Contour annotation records
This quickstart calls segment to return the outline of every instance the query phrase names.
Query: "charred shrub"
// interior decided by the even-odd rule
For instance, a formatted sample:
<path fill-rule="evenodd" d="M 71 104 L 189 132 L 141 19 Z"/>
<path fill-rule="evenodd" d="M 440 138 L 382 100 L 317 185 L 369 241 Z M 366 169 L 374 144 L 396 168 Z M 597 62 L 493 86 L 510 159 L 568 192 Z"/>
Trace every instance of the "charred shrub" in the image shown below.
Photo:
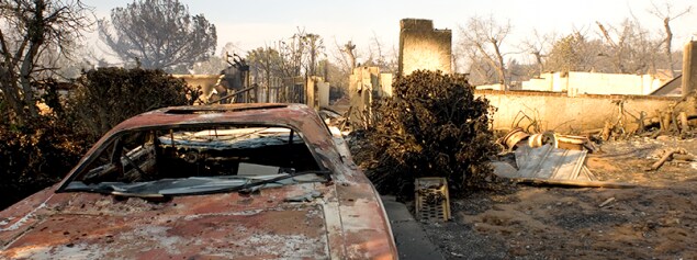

• _Task prompt_: Set out every line of the items above as a numbered list, skipping any blank lines. Leave the pictures out of the answer.

• _Complete output_:
1. This quickstart calls segment to return the outline of every instance the query phrase names.
2. Query: "charred shrub"
3. // interior decided by the even-odd rule
4. For instance, a formatted sample:
5. <path fill-rule="evenodd" d="M 71 104 L 189 132 L 141 19 Z"/>
6. <path fill-rule="evenodd" d="M 440 138 L 382 100 L 317 185 L 369 241 Z M 366 169 L 374 144 L 396 168 Z M 597 62 L 493 86 L 510 159 L 568 192 Z"/>
7. Trace every instance of the "charred shrub" in the image shown below.
8. Photo:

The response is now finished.